Instrucciones de trabajo:
[1] Según el texto sobre Daimara Díaz, ¿qué certificación consiguió ella viviendo en Ecuador?
[2] Copia, por favor, el fragmento del texto sobre Daimara Díaz que va desde "Cuando niña fue" hasta "vida para siempre.".
[3] Continúa el texto sobre Daimara Díaz a partir de su última oración.

Sección del documento:

|---|

Daimara Díaz es una migrante venezolana de 36 años, es técnica en Administración, licenciada en Organización y Sistemas, magister en Gerencia de Tecnologías de la Información, emprendedora y defensora comunitaria de Derechos Humanos, esta última certificación la consiguió viviendo en Ecuador. Su historia está llena de victorias profesionales, pero también de episodios de violencia vividos en su país natal y su país de residencia actual.

Cuando niña fue abusada sexualmente por un familiar y aunque primero se lo guardó, cuando intentó decir lo que había sucedido no obtuvo la respuesta que esperaba: “me dijeron que si había pasado era porque yo quería y que me quede callada, tenía 8 años”. Jamás denunciaron el abuso y Daimara solo pudo tramitar su dolor años después con tratamiento psicológico. Este primer hecho traumático cambió su vida para siempre.

Durante nueve años vivió con el padre de sus hijos en Venezuela. Ella se encargaba de trabajar y proveer para el hogar, mientras su esposo cuidaba de los niños y la casa. A pesar de existir un acuerdo tácito sobre los quehaceres de ambos, él la manipulaba para hacerla sentir como una mala madre y esposa. También la volvió emocionalmente dependiente de él: “me cuidaba, me atendía bien, cuando tenía mis crisis estaba atento y me decía: ‘¿Estás viendo? tu no tienes a nadie, nadie te va a ayudar, ve a tu alrededor, que cuando estás enferma con el único que estás es conmigo’”.

|---|

Datos:
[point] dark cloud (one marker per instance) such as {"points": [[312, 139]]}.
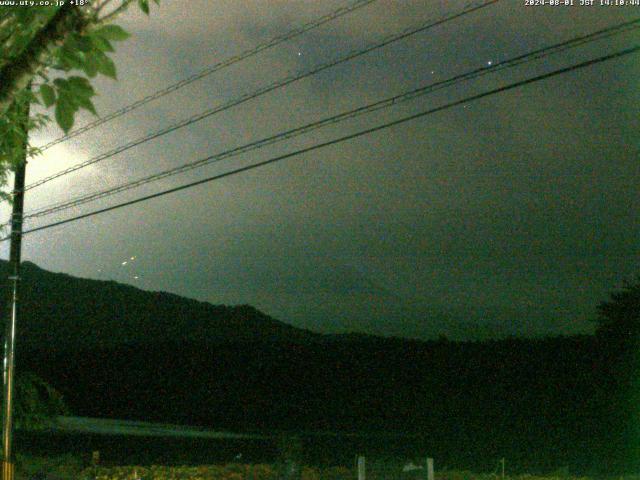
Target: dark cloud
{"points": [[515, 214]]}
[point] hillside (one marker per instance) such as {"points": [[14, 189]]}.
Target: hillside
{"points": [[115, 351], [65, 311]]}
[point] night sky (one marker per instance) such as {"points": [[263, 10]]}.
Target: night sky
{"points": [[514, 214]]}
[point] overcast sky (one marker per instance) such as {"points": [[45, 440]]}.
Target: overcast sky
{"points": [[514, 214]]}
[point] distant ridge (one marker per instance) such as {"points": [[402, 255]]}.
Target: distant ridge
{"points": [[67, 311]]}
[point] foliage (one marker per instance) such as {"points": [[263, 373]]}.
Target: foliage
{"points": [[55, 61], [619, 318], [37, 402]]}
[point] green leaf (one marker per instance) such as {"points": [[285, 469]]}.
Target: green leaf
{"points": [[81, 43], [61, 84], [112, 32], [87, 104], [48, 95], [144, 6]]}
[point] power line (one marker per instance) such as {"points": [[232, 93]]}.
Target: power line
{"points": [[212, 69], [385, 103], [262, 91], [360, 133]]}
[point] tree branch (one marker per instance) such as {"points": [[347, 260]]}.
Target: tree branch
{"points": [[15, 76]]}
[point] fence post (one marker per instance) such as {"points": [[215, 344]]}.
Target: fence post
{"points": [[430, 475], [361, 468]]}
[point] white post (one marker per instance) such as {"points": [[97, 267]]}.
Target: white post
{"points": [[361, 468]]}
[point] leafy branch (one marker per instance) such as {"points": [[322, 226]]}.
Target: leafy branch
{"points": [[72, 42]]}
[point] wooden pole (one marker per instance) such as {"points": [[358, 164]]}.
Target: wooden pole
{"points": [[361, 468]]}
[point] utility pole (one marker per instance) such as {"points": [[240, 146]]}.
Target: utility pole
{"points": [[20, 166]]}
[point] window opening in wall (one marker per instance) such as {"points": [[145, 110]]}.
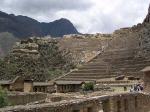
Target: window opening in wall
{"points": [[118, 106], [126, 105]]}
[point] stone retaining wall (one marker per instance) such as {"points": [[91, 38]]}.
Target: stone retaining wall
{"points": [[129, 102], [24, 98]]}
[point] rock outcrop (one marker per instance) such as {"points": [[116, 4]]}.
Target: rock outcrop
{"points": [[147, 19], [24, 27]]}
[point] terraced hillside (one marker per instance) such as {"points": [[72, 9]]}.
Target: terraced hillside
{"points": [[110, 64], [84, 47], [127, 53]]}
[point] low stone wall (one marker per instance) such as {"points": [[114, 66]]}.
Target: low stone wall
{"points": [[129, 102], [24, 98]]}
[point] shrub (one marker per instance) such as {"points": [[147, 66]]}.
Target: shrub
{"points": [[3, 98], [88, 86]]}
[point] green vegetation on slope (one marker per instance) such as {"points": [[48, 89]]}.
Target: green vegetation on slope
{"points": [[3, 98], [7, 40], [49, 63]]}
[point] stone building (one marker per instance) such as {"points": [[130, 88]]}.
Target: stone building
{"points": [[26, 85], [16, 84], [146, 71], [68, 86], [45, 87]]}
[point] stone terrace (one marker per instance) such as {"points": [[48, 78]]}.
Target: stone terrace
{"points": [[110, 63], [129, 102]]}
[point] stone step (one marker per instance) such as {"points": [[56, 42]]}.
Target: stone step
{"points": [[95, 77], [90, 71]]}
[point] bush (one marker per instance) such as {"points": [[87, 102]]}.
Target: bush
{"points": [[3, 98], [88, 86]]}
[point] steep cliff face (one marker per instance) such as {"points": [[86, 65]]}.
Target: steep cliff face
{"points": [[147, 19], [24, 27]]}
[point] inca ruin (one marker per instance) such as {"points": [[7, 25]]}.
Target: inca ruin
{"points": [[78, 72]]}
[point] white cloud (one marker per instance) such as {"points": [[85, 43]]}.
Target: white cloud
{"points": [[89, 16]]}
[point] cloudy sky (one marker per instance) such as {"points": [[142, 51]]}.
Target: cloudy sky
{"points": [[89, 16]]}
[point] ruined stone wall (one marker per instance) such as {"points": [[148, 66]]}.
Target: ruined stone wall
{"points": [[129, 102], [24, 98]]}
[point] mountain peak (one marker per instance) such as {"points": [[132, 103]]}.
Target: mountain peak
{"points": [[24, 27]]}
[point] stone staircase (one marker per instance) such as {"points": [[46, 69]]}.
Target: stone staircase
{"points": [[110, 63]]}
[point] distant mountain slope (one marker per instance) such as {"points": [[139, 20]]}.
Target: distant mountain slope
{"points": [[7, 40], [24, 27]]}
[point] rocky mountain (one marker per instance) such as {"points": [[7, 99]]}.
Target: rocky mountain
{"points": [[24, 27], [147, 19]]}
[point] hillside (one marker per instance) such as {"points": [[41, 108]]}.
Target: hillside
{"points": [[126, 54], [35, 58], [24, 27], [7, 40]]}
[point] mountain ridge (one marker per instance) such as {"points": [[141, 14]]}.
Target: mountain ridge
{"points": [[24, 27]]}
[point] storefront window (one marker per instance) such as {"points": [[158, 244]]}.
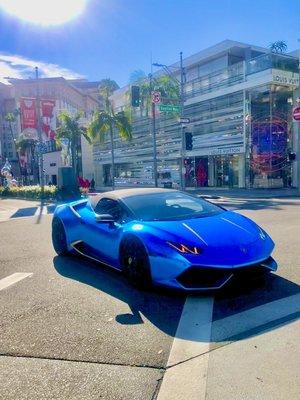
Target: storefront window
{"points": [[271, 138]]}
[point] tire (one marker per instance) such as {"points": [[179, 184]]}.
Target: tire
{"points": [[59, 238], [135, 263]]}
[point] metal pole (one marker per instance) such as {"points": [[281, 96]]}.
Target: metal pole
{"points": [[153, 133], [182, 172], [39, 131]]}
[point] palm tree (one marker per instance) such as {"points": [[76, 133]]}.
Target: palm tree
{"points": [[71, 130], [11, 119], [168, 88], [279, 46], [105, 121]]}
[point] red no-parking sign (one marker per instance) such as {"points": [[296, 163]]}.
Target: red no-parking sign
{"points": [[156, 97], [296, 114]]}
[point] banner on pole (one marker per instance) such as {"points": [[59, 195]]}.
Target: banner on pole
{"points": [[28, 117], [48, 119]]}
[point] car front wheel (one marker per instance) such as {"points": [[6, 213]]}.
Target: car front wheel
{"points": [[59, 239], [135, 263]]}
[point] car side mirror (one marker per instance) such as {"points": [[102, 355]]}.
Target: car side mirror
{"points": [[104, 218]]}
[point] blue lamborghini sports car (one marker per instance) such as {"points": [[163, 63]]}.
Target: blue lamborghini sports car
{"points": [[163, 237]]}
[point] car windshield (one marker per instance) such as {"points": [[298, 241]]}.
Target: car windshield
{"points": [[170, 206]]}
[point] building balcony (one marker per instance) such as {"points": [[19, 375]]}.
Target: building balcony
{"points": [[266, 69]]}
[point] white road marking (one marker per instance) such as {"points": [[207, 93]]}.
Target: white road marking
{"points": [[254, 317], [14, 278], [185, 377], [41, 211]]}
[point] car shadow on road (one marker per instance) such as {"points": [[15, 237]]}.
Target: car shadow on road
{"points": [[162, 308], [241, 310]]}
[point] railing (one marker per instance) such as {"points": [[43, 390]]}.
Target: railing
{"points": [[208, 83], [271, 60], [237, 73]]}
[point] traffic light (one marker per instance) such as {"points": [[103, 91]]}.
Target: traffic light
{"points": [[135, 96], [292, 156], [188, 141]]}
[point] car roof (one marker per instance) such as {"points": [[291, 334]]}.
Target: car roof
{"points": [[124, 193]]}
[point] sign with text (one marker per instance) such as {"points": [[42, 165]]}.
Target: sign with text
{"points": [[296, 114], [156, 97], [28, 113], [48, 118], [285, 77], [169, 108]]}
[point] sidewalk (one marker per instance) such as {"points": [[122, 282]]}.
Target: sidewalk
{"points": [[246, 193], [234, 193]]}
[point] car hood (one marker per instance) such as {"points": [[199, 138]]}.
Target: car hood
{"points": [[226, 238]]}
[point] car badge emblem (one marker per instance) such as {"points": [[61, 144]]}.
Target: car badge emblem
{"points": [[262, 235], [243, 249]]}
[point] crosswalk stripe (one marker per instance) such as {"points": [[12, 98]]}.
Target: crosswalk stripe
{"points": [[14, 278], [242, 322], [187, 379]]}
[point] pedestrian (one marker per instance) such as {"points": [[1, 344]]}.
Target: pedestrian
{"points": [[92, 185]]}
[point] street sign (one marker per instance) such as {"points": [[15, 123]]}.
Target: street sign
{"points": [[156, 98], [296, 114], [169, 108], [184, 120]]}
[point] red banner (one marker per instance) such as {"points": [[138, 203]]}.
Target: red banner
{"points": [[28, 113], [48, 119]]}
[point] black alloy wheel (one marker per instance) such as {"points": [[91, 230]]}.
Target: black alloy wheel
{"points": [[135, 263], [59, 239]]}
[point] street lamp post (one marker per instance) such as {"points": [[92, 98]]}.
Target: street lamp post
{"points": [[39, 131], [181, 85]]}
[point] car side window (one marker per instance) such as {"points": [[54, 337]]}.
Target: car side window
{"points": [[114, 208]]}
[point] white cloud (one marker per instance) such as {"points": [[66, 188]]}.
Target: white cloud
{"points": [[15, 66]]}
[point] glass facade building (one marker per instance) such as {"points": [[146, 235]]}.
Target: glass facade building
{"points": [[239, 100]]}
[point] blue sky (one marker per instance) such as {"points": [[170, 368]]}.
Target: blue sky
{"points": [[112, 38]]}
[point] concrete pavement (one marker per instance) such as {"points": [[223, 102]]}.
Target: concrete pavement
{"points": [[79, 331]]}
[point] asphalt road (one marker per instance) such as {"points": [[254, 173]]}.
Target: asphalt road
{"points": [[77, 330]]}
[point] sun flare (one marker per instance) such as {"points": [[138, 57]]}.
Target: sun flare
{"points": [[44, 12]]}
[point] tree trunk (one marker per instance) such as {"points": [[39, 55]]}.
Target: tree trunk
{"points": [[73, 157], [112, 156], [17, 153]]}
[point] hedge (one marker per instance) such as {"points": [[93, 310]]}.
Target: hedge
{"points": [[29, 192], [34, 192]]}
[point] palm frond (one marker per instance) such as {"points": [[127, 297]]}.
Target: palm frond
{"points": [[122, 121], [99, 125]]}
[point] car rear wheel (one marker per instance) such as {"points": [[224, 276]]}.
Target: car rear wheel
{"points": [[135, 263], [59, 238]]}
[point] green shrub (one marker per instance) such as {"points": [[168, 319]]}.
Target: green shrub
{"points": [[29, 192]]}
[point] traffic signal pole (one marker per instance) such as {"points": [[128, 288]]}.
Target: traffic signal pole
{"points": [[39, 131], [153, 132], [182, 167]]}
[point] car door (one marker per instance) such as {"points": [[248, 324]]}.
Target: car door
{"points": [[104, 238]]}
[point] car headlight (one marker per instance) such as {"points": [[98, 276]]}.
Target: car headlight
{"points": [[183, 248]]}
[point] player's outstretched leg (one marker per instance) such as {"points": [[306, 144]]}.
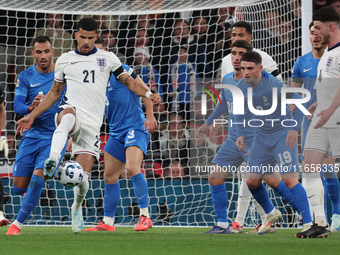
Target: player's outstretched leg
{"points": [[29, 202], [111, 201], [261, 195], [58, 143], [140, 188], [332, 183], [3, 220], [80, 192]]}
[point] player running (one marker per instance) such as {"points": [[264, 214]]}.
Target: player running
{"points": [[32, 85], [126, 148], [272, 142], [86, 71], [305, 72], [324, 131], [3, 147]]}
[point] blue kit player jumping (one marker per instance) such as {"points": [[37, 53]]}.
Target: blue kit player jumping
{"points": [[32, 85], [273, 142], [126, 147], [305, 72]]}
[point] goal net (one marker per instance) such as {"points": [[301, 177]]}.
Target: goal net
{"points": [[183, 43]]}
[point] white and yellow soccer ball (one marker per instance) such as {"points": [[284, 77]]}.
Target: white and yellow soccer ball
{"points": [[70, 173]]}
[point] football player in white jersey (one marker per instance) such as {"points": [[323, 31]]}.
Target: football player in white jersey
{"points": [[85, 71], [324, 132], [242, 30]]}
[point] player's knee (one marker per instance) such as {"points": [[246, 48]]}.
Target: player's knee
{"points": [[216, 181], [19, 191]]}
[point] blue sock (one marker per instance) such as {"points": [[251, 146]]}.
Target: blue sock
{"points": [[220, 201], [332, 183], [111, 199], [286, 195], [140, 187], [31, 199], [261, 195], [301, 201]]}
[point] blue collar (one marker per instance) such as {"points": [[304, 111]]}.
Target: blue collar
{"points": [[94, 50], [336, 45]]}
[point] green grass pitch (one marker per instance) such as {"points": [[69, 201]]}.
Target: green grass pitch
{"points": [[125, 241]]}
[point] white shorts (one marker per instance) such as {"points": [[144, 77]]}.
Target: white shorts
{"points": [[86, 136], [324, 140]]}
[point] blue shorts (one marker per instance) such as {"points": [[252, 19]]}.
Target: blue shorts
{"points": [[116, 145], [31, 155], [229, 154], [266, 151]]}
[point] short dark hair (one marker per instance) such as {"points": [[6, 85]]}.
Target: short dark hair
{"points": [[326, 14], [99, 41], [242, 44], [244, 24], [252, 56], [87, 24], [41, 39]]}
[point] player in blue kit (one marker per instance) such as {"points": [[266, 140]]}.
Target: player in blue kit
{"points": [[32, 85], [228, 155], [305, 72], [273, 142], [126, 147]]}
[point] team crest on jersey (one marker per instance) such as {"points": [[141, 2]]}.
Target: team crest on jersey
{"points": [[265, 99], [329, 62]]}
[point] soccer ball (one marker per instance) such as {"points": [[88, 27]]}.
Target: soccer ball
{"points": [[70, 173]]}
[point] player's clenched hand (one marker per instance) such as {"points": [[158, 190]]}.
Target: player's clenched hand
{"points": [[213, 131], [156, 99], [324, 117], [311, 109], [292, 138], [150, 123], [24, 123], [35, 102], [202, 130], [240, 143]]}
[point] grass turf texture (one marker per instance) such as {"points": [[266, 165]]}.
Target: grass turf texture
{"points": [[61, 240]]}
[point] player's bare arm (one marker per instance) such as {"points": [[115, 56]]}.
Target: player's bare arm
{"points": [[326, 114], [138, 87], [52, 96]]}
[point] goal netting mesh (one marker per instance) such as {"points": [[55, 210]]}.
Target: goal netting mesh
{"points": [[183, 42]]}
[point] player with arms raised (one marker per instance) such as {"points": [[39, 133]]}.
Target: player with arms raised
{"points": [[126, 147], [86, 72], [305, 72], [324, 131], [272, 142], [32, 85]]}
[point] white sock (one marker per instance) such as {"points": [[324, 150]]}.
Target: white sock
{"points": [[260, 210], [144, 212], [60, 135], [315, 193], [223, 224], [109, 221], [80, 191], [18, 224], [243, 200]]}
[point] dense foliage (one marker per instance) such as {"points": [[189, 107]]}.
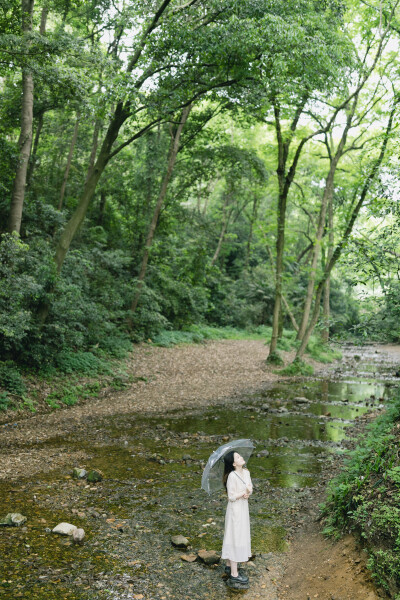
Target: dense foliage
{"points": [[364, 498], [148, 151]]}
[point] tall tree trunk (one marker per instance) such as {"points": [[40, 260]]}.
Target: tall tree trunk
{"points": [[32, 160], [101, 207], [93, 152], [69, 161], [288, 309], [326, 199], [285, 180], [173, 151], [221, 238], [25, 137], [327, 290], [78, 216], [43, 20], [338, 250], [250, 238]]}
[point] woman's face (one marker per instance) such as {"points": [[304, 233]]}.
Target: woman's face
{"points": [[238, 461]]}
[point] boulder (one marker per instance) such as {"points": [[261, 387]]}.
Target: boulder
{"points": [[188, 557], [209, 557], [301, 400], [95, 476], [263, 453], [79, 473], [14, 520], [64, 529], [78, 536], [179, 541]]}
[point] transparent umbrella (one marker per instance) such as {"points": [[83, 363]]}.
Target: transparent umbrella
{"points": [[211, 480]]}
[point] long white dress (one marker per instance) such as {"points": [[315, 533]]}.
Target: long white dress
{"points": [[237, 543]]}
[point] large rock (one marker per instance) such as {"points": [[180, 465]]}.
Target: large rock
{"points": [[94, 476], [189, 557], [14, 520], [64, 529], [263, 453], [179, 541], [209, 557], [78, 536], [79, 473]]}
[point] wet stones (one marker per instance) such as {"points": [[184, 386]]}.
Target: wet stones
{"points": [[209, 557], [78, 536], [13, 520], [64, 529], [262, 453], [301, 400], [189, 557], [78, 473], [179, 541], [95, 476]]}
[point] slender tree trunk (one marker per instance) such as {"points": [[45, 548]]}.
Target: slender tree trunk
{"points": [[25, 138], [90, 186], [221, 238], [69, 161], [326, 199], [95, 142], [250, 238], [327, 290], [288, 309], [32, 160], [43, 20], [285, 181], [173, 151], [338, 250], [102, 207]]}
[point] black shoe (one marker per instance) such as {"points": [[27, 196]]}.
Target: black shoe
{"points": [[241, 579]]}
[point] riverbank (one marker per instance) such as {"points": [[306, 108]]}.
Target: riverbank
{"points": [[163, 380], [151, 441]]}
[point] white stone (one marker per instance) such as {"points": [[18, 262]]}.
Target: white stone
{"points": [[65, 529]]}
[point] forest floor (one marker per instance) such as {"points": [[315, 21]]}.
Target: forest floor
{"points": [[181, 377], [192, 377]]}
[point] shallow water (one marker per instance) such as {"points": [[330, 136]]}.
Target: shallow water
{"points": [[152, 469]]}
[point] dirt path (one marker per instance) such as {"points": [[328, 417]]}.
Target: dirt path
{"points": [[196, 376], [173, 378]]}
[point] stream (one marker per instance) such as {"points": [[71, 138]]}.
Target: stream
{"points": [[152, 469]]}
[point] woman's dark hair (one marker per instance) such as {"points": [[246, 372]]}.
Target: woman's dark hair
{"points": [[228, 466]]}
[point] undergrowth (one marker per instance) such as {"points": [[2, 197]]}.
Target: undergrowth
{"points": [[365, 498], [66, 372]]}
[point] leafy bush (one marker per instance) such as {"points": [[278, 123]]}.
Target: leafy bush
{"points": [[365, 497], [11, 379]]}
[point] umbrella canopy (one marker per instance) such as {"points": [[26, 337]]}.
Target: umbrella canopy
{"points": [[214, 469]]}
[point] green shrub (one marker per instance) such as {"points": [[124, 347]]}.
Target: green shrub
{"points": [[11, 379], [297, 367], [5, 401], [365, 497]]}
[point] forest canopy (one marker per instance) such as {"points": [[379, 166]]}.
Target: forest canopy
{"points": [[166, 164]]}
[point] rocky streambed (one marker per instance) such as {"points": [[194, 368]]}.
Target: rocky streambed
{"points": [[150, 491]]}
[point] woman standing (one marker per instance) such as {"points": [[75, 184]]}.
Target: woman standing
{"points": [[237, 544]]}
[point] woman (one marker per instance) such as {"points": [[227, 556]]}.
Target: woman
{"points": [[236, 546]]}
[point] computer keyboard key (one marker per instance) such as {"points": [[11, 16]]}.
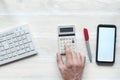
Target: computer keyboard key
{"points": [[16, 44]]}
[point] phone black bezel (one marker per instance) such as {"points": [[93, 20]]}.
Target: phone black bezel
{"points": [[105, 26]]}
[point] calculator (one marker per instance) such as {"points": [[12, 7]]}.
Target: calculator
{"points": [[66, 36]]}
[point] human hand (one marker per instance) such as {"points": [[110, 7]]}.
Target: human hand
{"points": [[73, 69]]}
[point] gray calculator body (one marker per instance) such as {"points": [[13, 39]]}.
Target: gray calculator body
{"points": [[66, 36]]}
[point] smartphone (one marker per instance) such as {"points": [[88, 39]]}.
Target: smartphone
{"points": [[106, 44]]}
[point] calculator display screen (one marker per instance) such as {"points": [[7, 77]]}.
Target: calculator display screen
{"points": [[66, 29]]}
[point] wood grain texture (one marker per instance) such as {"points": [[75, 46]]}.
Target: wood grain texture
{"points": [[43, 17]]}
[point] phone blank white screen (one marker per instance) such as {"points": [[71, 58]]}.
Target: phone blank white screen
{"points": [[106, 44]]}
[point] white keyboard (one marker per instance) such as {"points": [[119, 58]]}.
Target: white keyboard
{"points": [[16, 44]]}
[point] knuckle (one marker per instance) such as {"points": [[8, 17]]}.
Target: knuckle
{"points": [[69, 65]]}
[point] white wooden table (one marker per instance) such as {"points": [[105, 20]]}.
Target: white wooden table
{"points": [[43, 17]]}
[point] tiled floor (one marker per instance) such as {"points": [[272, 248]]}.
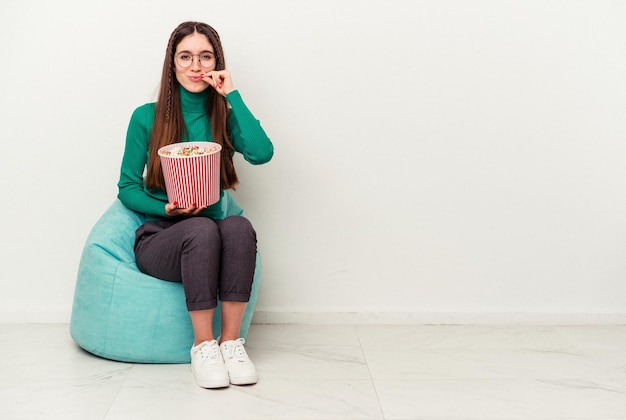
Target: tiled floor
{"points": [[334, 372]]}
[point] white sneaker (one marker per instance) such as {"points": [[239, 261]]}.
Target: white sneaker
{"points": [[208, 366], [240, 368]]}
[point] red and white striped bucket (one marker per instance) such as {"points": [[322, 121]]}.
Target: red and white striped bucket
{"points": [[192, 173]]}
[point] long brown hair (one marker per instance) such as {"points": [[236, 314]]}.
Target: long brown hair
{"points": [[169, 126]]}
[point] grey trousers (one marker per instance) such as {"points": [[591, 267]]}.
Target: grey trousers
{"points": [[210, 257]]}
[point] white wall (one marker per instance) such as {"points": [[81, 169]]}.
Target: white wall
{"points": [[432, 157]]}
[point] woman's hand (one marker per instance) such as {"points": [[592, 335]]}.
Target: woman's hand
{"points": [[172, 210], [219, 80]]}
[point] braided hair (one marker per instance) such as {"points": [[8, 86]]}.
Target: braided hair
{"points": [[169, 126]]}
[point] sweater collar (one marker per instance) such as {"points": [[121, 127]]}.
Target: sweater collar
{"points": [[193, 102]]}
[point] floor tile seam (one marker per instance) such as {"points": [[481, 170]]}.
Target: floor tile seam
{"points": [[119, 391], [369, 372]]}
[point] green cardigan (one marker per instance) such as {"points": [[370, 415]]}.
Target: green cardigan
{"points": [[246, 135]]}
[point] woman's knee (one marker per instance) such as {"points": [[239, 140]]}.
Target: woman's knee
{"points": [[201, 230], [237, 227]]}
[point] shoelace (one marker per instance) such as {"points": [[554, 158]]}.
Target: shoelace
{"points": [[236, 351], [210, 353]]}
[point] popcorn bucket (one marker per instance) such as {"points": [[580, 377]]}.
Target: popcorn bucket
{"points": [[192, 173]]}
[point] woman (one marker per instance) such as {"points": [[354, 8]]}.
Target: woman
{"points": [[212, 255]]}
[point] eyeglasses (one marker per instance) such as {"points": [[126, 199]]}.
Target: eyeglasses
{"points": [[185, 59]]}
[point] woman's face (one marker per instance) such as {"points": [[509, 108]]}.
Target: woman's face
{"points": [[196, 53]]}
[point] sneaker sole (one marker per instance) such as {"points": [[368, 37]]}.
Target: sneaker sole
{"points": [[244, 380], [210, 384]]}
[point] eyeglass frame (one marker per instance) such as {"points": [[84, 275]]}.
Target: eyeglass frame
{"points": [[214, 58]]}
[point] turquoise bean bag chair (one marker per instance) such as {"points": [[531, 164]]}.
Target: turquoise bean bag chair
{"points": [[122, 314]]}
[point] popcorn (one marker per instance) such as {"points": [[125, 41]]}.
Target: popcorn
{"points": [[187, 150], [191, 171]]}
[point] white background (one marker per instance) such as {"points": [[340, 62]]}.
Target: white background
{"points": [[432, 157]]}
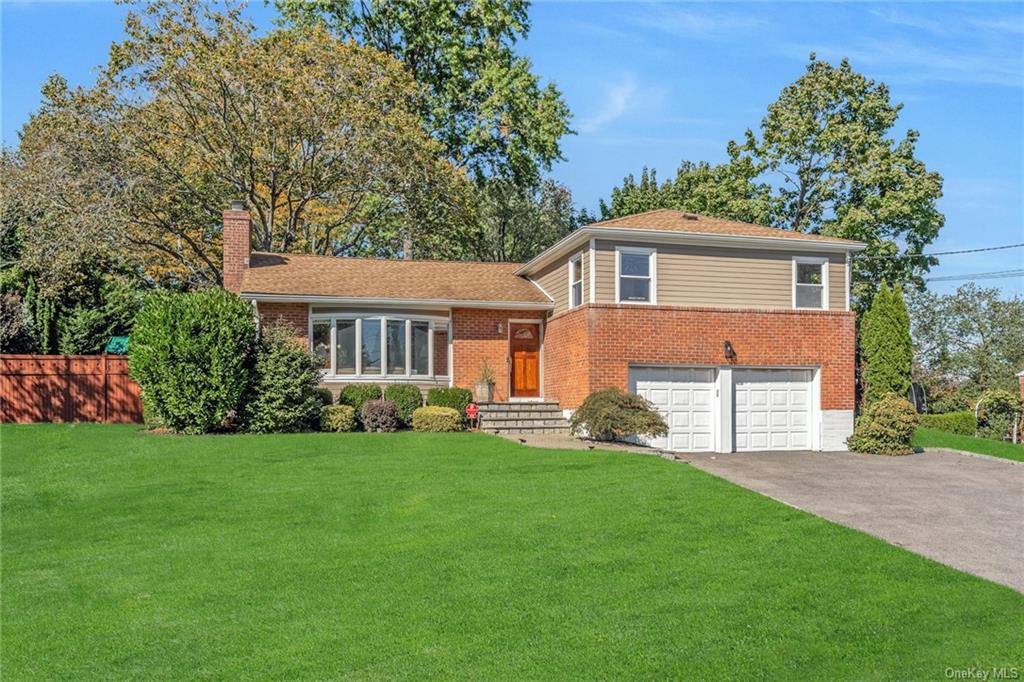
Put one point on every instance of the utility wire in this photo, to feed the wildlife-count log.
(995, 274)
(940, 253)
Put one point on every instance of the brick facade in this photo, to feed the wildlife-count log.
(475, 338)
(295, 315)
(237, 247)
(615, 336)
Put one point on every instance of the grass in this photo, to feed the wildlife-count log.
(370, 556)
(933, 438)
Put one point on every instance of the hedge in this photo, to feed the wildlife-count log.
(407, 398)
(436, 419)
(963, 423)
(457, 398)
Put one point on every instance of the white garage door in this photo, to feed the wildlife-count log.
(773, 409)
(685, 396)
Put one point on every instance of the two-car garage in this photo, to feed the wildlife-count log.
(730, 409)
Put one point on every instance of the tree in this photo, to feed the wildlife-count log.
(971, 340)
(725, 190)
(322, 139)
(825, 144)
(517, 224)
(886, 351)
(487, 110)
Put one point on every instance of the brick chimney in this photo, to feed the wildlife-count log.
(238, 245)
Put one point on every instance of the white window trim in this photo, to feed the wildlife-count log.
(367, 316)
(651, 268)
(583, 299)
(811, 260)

|---|

Resultados del ejercicio:
[1] La de defensora comunitaria de Derechos Humanos.

[2]
Cuando niña fue abusada sexualmente por un familiar y aunque primero se lo guardó, cuando intentó decir lo que había sucedido no obtuvo la respuesta que esperaba: “me dijeron que si había pasado era porque yo quería y que me quede callada, tenía 8 años”. Jamás denunciaron el abuso y Daimara solo pudo tramitar su dolor años después con tratamiento psicológico. Este primer hecho traumático cambió su vida para siempre.

[3]
“Cuando empiezo a darme cuenta que no era verdad todo lo que me decía, empecé a reaccionar, empieza mi separación y es en ese momento cuando logro enfrentarlo, había amenazas, chantajes, manipulación, hubo maltrato físico y psicológico”, comenta Daimara.

En estas circunstancias, su expareja empezó a chantajearla con algo que Daimara solo le había confiado a él: su bisexualidad. Usó su orientación sexual para denigrarla con sus amigos y afectar su reputación. “Él me amenazaba con decirle a mis papás que era bisexual, si yo no me calaba sus infidelidades. Yo estaba ya en terapia e identificaba que era un chantaje, luego me atreví a hablar con mis papás, ellos me aceptaron, lo entienderon y me apoyaron”.

Como ya no tenía con qué chantajearla, empezó a golpearla. Sucedió en tres ocasiones, la última vez tuvo que intervenir la Policía. Poco tiempo después el huyó de Venezuela con dinero que ella misma le dio para que la deje en paz, pero mantuvo “el juego mental” con sus hijos a distancia.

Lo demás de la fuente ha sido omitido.